You mentioned, “I have this system of equations but for the AlphaS, BetaS, and F2S I need one number but 4 keep popping out and I cant figure it out any tips will help!”

Please see my response to your comments below.

Let me address your query regarding, 4 keep popping out and I cant figure it out

The solve function in MATLAB is designed to find all possible solutions for the equations provided, which is why you are seeing multiple outputs. I do agree with @John D'Errico’s comments above. Please see attached.

Now addressing your query about, I have this system of equations but for the AlphaS, BetaS, and F2S I need one number

To resolve this, you can apply constraints or specify initial guesses for the variables to guide the solver towards a unique solution. For instance, you can limit the range of AlphaS and BetaS to realistic angles (e.g., between 0 and π/2) or use the vpasolve function, which provides numerical solutions and can help in finding a specific solution based on initial values. For more information on vpasolve function, please refer to

https://www.mathworks.com/help/symbolic/sym.vpasolve.html

Here’s a refined version of your code

% Given Data
L = 225; % Length of the ship in meters
B = 32; % Beam of the ship in meters
T = 12; % Draft of the ship in meters
v = 0.5; % Current speed in m/s
Cd = 0.4; % Drag coefficient
rho = 1025; % Density of water in kg/m^3
mu = 0.2; % Coefficient of sliding friction
Fp = 28000; % Fender reaction force in Newtons (28 kN)
· · · ·
THE TASKS:
1. In the rows below, copy out word for word everything from the line containing "target: <item>tall wooden fence</item>" through the last line of the rows.
2. Pick up the forum reply about getting one answer from MATLAB's solve function right after its last line and keep writing.
· · · ·
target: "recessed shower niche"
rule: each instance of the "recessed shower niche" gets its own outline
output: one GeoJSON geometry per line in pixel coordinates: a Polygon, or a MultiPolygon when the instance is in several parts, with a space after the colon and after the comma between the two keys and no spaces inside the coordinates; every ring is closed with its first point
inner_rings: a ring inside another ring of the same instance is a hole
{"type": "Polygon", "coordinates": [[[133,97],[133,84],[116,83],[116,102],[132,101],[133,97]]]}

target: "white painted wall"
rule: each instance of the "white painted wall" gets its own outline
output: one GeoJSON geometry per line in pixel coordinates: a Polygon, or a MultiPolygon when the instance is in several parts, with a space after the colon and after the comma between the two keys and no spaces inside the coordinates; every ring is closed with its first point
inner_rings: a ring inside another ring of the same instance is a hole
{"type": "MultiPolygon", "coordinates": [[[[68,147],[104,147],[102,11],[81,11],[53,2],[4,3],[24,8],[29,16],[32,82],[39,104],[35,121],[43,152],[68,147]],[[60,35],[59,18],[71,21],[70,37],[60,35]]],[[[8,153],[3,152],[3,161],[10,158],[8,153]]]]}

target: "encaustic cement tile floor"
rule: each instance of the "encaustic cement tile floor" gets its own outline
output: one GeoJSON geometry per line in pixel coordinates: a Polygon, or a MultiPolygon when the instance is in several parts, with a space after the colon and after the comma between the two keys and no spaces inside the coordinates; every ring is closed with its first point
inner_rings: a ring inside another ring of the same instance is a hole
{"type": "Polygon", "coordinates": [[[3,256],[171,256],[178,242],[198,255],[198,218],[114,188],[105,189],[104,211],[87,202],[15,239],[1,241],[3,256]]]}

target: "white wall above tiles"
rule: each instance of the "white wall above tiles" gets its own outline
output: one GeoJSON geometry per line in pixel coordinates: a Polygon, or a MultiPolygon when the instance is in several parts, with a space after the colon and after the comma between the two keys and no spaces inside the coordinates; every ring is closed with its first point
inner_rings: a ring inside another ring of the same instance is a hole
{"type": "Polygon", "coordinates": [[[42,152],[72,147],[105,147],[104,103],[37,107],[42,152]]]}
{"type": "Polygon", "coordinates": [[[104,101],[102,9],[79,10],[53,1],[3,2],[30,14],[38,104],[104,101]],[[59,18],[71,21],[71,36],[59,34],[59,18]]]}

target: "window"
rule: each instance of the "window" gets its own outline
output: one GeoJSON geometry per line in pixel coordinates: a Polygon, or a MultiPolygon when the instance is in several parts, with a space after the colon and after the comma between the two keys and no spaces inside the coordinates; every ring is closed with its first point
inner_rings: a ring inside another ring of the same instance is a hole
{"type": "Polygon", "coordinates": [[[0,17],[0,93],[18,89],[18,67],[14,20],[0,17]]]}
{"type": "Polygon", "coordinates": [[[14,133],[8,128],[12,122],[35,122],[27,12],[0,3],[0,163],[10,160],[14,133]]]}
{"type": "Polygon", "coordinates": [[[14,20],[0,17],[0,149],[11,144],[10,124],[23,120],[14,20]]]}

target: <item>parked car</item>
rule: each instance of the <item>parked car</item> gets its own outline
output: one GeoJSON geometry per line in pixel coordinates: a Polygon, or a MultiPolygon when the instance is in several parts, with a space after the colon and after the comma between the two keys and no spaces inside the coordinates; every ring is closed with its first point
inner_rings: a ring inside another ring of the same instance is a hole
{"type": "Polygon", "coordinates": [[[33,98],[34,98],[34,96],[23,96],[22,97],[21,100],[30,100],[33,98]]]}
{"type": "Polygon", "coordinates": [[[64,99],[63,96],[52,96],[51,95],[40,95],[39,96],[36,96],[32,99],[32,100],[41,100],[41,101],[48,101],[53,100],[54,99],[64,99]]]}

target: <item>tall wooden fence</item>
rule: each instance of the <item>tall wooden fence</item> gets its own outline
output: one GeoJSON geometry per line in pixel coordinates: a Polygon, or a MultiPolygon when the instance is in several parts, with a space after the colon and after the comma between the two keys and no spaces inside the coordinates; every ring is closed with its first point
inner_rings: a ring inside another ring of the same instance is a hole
· · · ·
EXERCISE RESULTS:
1.
target: <item>tall wooden fence</item>
rule: each instance of the <item>tall wooden fence</item> gets its own outline
output: one GeoJSON geometry per line in pixel coordinates: a Polygon, or a MultiPolygon when the instance is in several parts, with a space after the colon and after the comma between the two keys and no spaces inside the coordinates; every ring is closed with its first point
inner_rings: a ring inside another ring of the same instance is a hole

2.
F1 = 27500; % Bow mooring line force in Newtons (27.5 kN)
x = 0.4385 * L; % Distance from bow where fender acts
% Step 1: Calculate the drag force FD
A = B * T; % Cross-sectional area of the ship in m^2
FD = 0.5 * rho * v^2 * Cd * A; % Drag force in Newtons
% Step 2: Calculate fender friction force FF
FF = mu * Fp;
% Step 3: Set up equations for equilibrium
syms alpha beta F2
% Horizontal force balance equation
eq1 = -F1 * cos(alpha) + F2 * cos(beta) + FD - FF == 0;
% Vertical force balance equation 
eq2 = -F1 * sin(alpha) - F2 * sin(beta) + Fp == 0;
% Moment balance equation about point 2 Clockwise positive
eq3 = -F1 * sin(alpha) * (L - (L/8) - (L/10)) + Fp * (L - (L/8) - (L/10) - x) +   FF * (B/2) == 0;
% Solve the system of equations
[AlphaS, BetaS, F2S] = vpasolve([eq1, eq2, eq3], [alpha, beta, F2]);
% Convert angles from radians to degrees and ensure positivity
alpha_deg = double(rad2deg(AlphaS))
beta_deg = double(rad2deg(BetaS))
F2_value = double(rad2deg(F2S))

Please see attached.

Please let me know if you have any further questions.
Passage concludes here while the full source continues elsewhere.